Data excerpts —
↓↓↓

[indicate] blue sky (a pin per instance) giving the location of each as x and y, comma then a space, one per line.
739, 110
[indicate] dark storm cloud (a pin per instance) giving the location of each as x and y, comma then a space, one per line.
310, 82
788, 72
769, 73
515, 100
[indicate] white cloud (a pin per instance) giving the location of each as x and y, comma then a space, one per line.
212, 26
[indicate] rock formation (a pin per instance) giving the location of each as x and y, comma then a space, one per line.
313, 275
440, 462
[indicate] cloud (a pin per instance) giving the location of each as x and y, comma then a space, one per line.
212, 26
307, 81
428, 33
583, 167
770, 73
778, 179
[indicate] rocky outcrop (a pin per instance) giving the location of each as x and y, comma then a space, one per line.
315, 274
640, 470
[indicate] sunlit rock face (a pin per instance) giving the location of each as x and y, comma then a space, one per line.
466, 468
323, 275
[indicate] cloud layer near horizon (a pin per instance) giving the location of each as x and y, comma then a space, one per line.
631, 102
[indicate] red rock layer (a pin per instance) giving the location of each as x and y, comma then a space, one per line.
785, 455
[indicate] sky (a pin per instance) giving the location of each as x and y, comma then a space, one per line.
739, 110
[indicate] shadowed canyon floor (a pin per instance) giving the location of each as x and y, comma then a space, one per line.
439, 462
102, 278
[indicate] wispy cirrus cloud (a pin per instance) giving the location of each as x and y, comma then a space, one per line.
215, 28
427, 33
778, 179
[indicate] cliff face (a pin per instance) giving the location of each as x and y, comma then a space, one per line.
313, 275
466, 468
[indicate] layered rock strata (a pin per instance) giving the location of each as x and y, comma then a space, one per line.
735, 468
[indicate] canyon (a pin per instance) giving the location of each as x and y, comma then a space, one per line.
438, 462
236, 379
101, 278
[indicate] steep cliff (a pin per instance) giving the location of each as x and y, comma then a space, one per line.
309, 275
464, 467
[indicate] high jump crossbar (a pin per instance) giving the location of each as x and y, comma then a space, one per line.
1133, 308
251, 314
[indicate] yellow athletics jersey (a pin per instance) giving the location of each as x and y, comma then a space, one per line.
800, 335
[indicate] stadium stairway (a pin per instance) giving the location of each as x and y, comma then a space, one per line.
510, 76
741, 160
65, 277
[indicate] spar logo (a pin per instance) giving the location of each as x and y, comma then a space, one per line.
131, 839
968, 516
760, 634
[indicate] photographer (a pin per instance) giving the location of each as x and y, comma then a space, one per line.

↑↑↑

Given exercise — Rewrite all of the data above as a numbered list, one line per item, omitting any blank lines.

The completed task —
1. [indicate] blue sky (a pin per instance) giving the location of each as x and y, comma then a space, one per line.
2. 739, 110
3. [indicate] dark storm cloud (a pin per instance) giving the location of each as x and y, comma then a space, one per line.
4. 310, 82
5. 788, 72
6. 769, 73
7. 515, 100
8. [indicate] white cloud (a pin per instance) giving the location of each as x and y, comma then a space, one per line.
9. 212, 26
10. [indicate] rock formation (a pin per instance) giving the location of each as x and y, comma then a space, one per line.
11. 313, 275
12. 440, 462
13. [indicate] cloud (a pin per instance) giving the location of each as x and y, comma then a space, one per line.
14. 212, 26
15. 307, 81
16. 428, 33
17. 583, 167
18. 770, 73
19. 778, 179
20. [indicate] rocky outcrop (a pin per instance) giving the location of each as x and y, comma then a space, one per line.
21. 315, 274
22. 640, 470
23. [indicate] sunlit rock face (a pin per instance) giving the location of each as x and y, comma then a space, one per line.
24. 466, 468
25. 323, 275
26. [indicate] cloud layer near horizon (a pin per instance) giving the location of each as x and y, comma then a space, one per line.
27. 631, 102
28. [indicate] red rock layer (a pin per instance) giving the location of each as x and y, comma then a space, one per line.
29. 785, 455
30. [indicate] sky (a pin per instance) giving the location of each as x and y, comma then a space, one per line.
31. 739, 110
32. [indicate] shadowed canyon floor (a pin per instance) giving the location of each as x and y, comma then a space, one per line.
33. 439, 462
34. 102, 278
35. [indicate] wispy cirrus cloud (a pin per instance) giving the location of each as x and y, comma then a space, one per line.
36. 215, 28
37. 427, 33
38. 778, 179
39. [indicate] cliff face (a pin per instance) giving the location of each as x and y, comma then a space, one per line.
40. 313, 275
41. 466, 468
42. [indicate] layered rock strata (a pin per instance) giving the location of each as x and y, comma then a space, one per line.
43. 735, 468
44. [indicate] canyon (a pin per instance) giving the location of each as x and y, comma then a space, one per line.
45. 438, 462
46. 236, 379
47. 101, 278
48. [indicate] steep cliff (a pin per instance) giving the location of each as x and y, comma then a space, one per line.
49. 309, 275
50. 464, 467
51. [indicate] high jump crossbar (a pin per instance) giving the location of each as x and y, comma then a space, one per line.
52. 1133, 308
53. 251, 314
54. [indicate] yellow athletics jersey (a pin per instance) giving the location of each as x and y, comma then a space, one per line.
55. 800, 335
56. [indicate] stadium stairway (a pin per instance) giving the location of each as x and y, comma then a space, one per line.
57. 510, 76
58. 741, 160
59. 65, 277
60. [indicate] spar logo (a pin per instance) giving the location of each as x and y, comma then a space, one per line.
61. 131, 839
62. 968, 516
63. 760, 634
64. [indicate] photographer (a pin per instance) giving the location of each as x and y, comma then a space, one per line.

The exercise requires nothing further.